**What to work on:**
Only the lines from the one containing "If you would be willing to indicate the green shrub" through the last line of the data below belong in your answer, copied exactly and without pictures.

-*-*-

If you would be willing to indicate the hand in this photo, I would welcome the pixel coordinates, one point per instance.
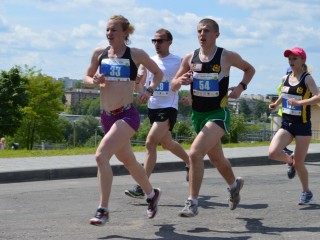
(235, 91)
(186, 78)
(142, 98)
(98, 78)
(293, 102)
(272, 106)
(185, 101)
(138, 78)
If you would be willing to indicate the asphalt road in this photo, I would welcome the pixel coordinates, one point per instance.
(61, 209)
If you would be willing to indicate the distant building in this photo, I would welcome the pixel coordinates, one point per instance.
(74, 97)
(69, 83)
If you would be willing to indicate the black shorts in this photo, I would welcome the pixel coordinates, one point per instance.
(297, 129)
(162, 114)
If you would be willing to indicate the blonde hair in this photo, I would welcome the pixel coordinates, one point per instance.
(125, 24)
(212, 22)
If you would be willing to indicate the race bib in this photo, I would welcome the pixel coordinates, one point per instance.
(115, 69)
(289, 109)
(162, 89)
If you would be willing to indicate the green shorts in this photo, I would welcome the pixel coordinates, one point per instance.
(221, 117)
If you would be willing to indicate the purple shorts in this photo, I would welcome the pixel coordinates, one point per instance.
(128, 113)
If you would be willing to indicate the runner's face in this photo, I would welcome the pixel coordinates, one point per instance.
(162, 47)
(206, 34)
(114, 32)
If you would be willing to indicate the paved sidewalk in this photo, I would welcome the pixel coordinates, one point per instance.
(79, 166)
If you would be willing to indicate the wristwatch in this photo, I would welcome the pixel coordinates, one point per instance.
(243, 85)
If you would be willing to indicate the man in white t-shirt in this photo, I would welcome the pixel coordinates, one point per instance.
(162, 107)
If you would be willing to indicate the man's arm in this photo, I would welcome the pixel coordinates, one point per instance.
(183, 75)
(236, 60)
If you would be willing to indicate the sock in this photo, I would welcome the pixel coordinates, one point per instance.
(233, 185)
(151, 195)
(193, 200)
(104, 208)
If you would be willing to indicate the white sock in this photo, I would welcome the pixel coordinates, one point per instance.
(233, 185)
(151, 195)
(104, 208)
(193, 200)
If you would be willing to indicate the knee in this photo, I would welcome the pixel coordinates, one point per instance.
(195, 156)
(272, 154)
(151, 144)
(101, 158)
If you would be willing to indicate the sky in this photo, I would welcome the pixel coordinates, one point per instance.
(58, 37)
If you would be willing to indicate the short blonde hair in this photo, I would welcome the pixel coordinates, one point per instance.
(125, 24)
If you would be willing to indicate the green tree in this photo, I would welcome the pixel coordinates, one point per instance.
(261, 107)
(244, 108)
(41, 120)
(13, 97)
(183, 132)
(184, 110)
(238, 128)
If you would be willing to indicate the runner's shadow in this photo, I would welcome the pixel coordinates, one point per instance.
(254, 225)
(206, 203)
(310, 207)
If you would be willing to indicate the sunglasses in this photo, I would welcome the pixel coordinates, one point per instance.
(159, 41)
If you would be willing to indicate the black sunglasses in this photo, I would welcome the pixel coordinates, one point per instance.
(159, 41)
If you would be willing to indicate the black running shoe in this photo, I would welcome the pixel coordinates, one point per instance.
(100, 218)
(135, 192)
(287, 151)
(153, 203)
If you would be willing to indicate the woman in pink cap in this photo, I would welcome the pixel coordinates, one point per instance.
(298, 92)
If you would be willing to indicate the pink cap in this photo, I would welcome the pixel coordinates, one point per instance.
(296, 51)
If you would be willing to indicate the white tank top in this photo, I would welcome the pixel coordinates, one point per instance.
(163, 96)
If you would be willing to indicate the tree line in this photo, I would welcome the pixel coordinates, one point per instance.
(31, 103)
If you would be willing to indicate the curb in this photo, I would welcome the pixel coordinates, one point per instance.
(118, 170)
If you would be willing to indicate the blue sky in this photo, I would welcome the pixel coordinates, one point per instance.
(59, 36)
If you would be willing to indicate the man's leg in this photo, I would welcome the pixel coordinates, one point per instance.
(208, 137)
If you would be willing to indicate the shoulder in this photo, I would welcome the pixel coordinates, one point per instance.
(136, 52)
(229, 54)
(98, 51)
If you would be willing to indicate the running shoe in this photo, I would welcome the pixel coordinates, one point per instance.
(101, 217)
(287, 151)
(291, 172)
(234, 197)
(153, 203)
(187, 170)
(189, 210)
(135, 192)
(305, 197)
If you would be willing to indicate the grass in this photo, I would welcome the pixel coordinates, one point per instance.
(83, 151)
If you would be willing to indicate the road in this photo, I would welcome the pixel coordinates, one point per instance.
(60, 209)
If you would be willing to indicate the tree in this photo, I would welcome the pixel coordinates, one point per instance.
(13, 97)
(41, 120)
(261, 107)
(244, 108)
(237, 128)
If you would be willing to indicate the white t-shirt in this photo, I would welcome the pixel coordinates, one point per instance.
(163, 96)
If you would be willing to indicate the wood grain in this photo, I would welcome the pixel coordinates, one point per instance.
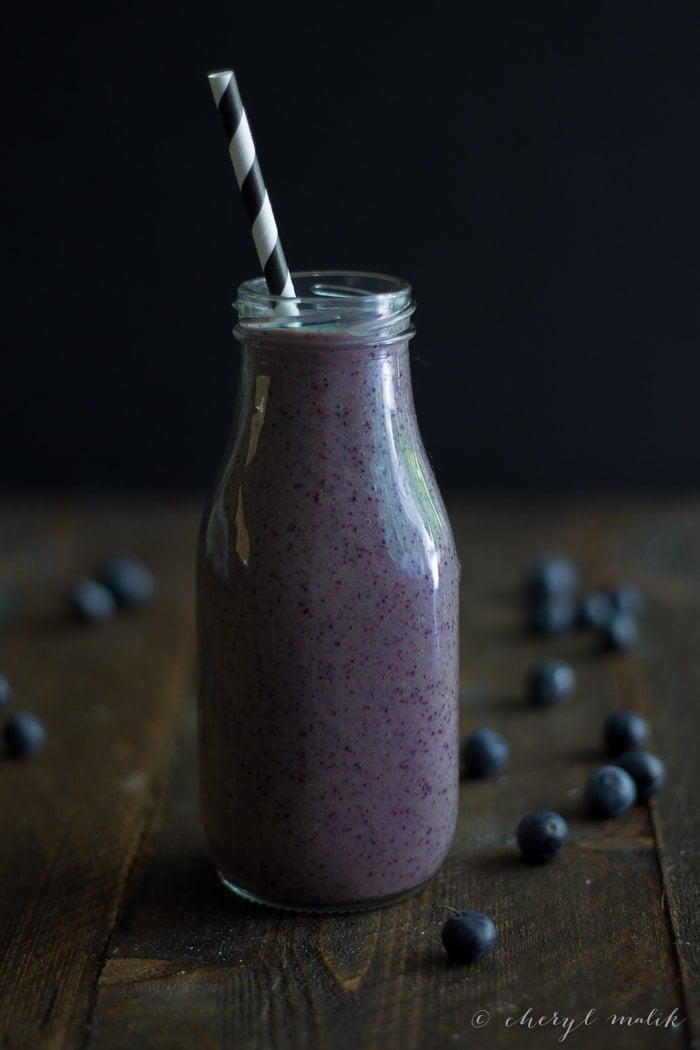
(117, 933)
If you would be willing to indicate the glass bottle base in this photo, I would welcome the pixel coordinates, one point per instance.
(367, 905)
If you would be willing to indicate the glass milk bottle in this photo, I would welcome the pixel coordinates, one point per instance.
(326, 610)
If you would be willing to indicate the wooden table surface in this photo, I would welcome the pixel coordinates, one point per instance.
(114, 931)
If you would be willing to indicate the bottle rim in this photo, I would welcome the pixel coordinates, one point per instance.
(353, 301)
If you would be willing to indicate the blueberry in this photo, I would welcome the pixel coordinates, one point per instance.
(610, 791)
(648, 771)
(623, 731)
(23, 734)
(485, 752)
(467, 936)
(551, 681)
(90, 601)
(620, 633)
(5, 692)
(551, 614)
(552, 574)
(542, 836)
(595, 609)
(128, 579)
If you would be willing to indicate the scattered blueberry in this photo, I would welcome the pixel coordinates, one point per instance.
(551, 614)
(485, 752)
(542, 836)
(552, 574)
(620, 633)
(648, 771)
(610, 791)
(128, 579)
(595, 609)
(23, 734)
(551, 681)
(467, 936)
(90, 601)
(623, 731)
(5, 692)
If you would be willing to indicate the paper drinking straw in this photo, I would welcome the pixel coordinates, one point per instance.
(247, 169)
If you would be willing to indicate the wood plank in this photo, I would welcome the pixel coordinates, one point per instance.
(75, 817)
(592, 937)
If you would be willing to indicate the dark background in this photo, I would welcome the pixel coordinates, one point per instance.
(532, 169)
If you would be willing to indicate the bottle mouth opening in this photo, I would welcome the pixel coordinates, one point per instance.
(352, 301)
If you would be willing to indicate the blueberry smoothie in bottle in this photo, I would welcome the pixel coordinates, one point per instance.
(327, 593)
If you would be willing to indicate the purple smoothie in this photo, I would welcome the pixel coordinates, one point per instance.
(327, 630)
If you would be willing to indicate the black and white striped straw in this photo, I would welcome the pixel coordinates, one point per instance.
(247, 169)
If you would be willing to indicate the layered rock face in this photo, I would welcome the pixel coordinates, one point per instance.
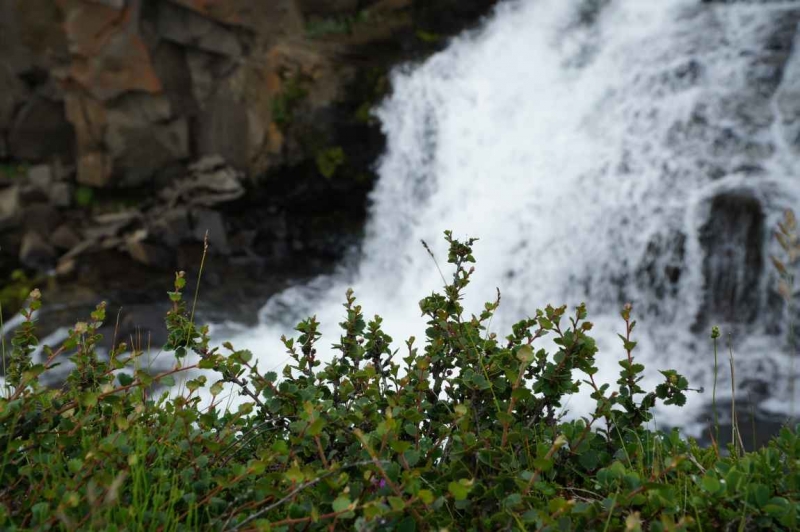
(139, 125)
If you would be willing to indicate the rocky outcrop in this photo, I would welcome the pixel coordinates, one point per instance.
(127, 90)
(135, 127)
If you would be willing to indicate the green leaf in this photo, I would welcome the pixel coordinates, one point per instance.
(341, 503)
(294, 475)
(397, 504)
(711, 484)
(412, 456)
(217, 388)
(407, 525)
(589, 460)
(426, 496)
(525, 354)
(459, 490)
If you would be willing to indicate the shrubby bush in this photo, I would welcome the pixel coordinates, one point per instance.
(459, 432)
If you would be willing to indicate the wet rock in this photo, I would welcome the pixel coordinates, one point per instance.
(210, 222)
(732, 240)
(660, 270)
(35, 252)
(208, 184)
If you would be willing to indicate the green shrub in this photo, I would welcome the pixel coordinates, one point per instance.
(329, 160)
(460, 432)
(286, 102)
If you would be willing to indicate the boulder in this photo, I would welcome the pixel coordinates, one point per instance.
(40, 131)
(41, 218)
(35, 252)
(213, 185)
(109, 57)
(41, 176)
(171, 227)
(60, 195)
(64, 238)
(211, 223)
(189, 28)
(147, 252)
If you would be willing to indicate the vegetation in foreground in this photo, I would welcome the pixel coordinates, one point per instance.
(458, 432)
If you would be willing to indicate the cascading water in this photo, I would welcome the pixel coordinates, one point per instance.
(603, 151)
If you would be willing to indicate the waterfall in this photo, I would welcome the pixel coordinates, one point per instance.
(605, 151)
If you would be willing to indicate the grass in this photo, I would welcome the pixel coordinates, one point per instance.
(459, 432)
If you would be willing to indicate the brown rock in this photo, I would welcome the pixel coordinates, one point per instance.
(88, 117)
(40, 176)
(40, 131)
(64, 238)
(148, 253)
(35, 252)
(211, 223)
(94, 169)
(60, 194)
(172, 227)
(190, 28)
(327, 7)
(66, 268)
(41, 218)
(109, 56)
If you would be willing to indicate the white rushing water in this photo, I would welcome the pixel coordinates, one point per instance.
(584, 154)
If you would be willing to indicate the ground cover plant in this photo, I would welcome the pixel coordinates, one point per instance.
(459, 431)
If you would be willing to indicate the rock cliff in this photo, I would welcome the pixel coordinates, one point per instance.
(134, 127)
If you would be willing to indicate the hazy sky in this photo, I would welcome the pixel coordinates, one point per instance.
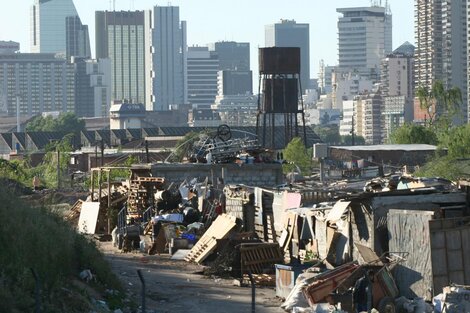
(237, 20)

-*-*-

**Completed exercise:**
If you would be willing to indicate the green shrub in this photo, I would welcome the pixel coordinates, one point per instance.
(329, 160)
(460, 432)
(286, 102)
If you would be willing to indicate the boulder in this photo, I would welcome the pixel coordinates, one point per instance.
(40, 131)
(41, 218)
(35, 252)
(213, 185)
(109, 57)
(41, 176)
(171, 227)
(60, 195)
(64, 238)
(211, 223)
(189, 28)
(147, 252)
If you would be willing to indicate the vegetation in foreground in this photo, I would welcome the pixel coordinates, one point per instance.
(458, 432)
If you would be willing to indicate the cascading water in this photo, I would welcome the pixel coordinates, one point per instance.
(603, 151)
If you would be willing to indicate the waterfall in this photo, I would welcome the pixel coordinates, one point per instance.
(605, 151)
If you would be willing to indicate the grass in this photo, I would welcome the pixel coordinates, one point per instance.
(459, 432)
If you would be willing to indicate the brown rock in this photo, I would welcome the pixel coordinates, one point per instance.
(88, 117)
(40, 176)
(40, 131)
(64, 238)
(148, 253)
(35, 252)
(211, 223)
(94, 169)
(60, 194)
(172, 227)
(190, 28)
(327, 7)
(66, 268)
(41, 218)
(109, 56)
If you would be willing to indicate the white rushing water in this photo, I would welcome the pixel coordinates, one point per instance.
(584, 154)
If you would be willing to indicate the ground cover plant in this photo, I would welcome the pixel coordinates, one point per instance.
(459, 431)
If you would be willing to indicate the rock cliff in this photo, I would welcome the pixel coordinates, one point per instance.
(134, 127)
If you would be willing to indicate the hazy sky in this photo, I would welcome the pixel coordinates, one point per instance.
(237, 20)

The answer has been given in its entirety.